REQUIREMENTS -
Count how many lines of the records below contain the string "gray", matching case exactly, and give only that number.

SUPPLIED MATERIAL -
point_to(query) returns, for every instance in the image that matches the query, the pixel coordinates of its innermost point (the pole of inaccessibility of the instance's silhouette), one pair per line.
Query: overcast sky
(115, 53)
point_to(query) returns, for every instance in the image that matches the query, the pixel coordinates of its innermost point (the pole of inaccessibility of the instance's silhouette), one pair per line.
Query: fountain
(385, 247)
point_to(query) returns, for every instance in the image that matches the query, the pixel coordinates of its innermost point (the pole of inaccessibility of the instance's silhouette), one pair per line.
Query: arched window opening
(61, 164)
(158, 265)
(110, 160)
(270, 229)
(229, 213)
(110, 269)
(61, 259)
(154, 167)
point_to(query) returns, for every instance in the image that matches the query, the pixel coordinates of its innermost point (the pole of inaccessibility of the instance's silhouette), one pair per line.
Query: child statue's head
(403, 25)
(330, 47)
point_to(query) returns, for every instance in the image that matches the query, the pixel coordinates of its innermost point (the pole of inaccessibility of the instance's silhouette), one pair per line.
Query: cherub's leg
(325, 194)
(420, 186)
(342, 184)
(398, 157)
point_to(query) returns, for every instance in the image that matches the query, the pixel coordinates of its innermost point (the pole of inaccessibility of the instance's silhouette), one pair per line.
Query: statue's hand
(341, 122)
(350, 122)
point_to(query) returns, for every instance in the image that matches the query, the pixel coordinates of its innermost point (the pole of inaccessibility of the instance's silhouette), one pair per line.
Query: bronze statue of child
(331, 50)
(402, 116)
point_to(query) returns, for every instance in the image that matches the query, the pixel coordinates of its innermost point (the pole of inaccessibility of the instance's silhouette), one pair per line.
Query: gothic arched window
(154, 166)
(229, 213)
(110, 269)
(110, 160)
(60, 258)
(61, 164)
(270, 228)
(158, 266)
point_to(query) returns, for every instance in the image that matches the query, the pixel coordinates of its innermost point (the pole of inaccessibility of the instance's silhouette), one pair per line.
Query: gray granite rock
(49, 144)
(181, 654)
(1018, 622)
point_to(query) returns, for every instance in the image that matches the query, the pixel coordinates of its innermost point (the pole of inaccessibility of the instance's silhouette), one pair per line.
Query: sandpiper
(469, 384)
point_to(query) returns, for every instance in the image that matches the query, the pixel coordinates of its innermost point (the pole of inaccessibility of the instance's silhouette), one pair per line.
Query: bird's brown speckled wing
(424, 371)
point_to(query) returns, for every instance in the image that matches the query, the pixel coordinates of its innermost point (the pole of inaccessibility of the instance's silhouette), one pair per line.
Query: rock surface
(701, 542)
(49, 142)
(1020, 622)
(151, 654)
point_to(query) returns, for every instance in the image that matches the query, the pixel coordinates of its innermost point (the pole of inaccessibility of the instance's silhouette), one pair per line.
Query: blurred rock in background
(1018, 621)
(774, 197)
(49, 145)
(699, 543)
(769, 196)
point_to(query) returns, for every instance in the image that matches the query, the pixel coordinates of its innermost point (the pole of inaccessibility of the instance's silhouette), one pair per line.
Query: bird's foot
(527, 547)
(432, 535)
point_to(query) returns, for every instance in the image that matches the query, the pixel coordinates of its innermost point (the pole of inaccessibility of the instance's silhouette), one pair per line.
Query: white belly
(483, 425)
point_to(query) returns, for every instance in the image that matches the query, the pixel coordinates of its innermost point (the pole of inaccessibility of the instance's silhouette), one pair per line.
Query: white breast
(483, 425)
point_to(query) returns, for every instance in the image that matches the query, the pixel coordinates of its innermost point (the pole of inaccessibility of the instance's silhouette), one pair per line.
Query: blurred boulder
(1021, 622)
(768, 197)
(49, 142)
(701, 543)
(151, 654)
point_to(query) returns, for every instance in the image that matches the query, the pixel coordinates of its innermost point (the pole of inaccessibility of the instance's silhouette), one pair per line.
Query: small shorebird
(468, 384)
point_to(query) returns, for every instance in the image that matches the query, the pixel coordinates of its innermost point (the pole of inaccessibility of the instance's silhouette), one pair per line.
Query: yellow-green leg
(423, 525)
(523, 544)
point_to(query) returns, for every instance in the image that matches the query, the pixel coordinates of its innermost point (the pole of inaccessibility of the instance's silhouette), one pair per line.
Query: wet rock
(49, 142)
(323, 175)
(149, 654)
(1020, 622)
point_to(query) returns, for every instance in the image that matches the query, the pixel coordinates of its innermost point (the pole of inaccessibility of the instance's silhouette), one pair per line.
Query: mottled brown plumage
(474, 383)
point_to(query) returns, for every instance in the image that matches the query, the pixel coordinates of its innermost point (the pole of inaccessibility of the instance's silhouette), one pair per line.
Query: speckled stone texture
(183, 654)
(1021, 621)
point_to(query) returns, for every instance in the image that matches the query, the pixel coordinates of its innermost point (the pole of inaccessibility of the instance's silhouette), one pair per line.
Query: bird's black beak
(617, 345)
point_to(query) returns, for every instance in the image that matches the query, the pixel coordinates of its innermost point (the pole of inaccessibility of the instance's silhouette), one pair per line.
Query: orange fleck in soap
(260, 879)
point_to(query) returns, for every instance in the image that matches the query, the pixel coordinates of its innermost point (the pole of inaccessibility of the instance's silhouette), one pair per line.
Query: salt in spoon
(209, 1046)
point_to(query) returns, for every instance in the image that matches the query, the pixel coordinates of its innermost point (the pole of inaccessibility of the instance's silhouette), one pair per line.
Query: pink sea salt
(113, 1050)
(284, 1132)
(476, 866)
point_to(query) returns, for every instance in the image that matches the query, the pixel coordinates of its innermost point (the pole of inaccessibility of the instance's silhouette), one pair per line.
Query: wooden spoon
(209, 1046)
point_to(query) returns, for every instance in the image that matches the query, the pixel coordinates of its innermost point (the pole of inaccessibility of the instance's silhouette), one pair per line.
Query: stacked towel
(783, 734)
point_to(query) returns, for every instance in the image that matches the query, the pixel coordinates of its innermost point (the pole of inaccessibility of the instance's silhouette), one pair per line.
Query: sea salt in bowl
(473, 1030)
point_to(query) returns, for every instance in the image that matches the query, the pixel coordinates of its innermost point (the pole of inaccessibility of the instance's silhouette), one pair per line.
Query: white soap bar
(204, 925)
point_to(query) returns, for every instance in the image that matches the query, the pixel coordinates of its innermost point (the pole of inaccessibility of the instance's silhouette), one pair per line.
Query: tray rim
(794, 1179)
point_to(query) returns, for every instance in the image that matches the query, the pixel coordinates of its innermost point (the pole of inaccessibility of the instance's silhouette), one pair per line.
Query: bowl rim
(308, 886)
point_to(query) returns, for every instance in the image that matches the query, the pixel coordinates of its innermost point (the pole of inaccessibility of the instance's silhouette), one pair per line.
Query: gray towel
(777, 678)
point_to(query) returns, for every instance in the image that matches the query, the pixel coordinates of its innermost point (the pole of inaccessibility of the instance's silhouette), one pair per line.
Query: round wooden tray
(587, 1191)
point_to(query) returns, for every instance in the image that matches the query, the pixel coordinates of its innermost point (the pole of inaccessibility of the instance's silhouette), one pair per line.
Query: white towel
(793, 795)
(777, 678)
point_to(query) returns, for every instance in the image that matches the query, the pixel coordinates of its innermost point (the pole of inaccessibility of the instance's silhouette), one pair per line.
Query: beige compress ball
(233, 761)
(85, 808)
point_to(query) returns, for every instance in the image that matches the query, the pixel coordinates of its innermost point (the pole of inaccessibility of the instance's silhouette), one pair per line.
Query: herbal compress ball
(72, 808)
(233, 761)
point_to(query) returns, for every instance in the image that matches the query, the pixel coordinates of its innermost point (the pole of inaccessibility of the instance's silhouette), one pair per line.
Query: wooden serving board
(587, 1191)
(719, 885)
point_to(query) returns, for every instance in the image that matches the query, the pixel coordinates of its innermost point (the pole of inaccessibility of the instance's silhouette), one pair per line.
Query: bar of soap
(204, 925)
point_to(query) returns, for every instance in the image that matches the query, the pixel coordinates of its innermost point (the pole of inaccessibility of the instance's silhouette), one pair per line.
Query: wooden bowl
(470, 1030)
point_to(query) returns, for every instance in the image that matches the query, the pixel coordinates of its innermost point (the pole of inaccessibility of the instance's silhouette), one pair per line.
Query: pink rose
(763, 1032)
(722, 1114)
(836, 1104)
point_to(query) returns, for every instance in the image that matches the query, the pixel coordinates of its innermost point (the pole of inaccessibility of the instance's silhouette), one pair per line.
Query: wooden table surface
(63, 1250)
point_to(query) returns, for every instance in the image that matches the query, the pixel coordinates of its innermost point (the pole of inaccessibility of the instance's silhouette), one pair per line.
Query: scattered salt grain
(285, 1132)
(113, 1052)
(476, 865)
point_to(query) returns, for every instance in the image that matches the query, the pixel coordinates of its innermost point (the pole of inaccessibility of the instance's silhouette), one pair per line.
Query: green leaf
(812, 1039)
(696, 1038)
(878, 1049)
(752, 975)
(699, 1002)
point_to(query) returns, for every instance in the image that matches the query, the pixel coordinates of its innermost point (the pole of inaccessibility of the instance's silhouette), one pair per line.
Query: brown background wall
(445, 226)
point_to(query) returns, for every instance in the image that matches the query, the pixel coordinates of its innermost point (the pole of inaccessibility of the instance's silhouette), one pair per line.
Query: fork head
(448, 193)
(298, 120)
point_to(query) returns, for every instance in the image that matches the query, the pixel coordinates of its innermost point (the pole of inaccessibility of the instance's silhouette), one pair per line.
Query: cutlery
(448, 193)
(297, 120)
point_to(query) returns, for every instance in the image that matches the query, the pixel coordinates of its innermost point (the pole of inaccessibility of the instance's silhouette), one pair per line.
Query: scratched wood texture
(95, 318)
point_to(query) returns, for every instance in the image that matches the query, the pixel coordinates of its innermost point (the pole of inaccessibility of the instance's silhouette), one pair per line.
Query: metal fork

RESULT -
2